Extract every line of the records below that contains the string "slat", treating uppercase and lowercase as different.

# # # #

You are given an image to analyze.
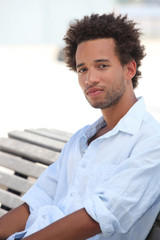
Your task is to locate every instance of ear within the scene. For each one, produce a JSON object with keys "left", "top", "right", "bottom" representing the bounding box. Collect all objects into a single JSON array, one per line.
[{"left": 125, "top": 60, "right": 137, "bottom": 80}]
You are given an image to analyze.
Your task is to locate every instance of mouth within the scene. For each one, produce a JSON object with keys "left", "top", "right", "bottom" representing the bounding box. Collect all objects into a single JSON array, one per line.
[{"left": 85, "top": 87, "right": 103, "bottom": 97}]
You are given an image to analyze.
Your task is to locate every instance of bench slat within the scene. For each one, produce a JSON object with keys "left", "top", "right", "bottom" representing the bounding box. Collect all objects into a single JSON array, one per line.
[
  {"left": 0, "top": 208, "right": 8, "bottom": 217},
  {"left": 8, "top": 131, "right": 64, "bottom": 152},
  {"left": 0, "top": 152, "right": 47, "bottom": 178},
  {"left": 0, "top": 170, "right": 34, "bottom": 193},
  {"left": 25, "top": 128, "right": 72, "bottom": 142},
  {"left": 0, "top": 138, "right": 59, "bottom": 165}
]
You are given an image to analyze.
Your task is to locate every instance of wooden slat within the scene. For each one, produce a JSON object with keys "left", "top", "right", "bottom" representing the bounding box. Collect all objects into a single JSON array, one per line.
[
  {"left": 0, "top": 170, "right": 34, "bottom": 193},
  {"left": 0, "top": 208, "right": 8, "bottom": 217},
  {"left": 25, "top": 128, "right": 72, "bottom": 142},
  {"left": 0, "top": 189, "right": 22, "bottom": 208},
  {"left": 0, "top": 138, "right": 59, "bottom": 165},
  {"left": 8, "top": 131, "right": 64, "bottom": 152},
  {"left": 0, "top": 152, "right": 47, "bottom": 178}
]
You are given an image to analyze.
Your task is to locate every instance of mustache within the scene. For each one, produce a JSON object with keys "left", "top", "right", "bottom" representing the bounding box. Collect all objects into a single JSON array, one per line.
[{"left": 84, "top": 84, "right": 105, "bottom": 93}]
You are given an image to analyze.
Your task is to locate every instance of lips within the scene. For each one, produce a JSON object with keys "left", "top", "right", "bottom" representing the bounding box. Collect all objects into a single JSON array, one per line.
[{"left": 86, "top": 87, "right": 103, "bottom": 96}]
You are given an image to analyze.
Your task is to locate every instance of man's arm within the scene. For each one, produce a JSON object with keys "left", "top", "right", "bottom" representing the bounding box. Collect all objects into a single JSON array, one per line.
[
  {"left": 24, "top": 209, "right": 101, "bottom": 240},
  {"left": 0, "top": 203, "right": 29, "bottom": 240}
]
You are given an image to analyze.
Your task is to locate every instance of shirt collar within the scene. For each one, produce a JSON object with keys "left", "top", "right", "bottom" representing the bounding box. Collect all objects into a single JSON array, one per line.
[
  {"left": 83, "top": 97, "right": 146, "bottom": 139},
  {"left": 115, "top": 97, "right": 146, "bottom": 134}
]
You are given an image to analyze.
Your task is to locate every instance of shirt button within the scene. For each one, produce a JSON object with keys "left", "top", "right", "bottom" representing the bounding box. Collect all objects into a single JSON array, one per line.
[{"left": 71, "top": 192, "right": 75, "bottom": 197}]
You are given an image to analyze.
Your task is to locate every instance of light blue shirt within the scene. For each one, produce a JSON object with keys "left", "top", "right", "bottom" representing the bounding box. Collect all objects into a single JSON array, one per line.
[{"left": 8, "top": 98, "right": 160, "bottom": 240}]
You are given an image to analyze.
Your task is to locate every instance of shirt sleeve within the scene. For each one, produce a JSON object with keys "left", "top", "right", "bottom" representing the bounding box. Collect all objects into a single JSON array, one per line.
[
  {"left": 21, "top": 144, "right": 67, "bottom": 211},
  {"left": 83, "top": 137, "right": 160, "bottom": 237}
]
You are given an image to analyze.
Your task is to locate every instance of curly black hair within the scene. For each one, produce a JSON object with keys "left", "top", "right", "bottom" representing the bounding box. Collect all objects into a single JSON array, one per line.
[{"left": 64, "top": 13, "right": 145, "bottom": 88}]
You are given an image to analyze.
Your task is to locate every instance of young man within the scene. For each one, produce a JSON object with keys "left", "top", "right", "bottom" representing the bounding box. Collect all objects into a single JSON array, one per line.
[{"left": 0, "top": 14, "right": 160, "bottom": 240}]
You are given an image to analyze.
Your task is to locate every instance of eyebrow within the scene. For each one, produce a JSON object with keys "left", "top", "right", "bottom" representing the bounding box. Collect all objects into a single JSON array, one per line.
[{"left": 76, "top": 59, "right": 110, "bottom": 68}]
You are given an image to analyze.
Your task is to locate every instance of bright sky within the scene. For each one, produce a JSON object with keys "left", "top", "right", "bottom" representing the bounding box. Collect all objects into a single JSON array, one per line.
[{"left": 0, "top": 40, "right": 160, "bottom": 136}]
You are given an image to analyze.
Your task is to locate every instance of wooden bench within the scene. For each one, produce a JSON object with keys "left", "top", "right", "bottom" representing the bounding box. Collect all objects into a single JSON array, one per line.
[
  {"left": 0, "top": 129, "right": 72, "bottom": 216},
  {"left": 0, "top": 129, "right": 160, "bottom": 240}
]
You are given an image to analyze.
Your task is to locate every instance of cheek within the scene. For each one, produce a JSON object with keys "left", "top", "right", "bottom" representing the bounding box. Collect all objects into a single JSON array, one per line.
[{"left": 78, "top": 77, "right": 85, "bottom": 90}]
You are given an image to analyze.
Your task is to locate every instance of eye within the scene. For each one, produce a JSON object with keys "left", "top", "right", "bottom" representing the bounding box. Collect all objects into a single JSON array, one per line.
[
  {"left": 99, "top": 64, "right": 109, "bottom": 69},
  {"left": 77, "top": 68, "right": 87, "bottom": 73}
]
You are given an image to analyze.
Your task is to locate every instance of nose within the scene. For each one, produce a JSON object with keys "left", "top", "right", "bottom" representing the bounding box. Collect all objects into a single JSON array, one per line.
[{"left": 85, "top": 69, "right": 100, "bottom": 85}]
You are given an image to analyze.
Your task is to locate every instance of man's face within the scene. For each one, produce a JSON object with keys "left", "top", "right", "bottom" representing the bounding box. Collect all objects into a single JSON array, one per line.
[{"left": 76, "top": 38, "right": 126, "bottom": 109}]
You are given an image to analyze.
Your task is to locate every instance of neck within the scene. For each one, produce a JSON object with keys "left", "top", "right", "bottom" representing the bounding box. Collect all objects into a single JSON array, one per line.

# # # #

_Exercise solution_:
Your task is to locate every instance of bench slat within the scene. For each one, produce a JSON object with keys "left", "top", "right", "bottom" representing the bounding box. Collect all objects into a single JSON array, one per line.
Your task is to locate every instance of wooden slat within the scene. For each one, produce a JSON object with keys "left", "top", "right", "bottom" representing the bounding box. Collect all objects into a single JSON array, one per line.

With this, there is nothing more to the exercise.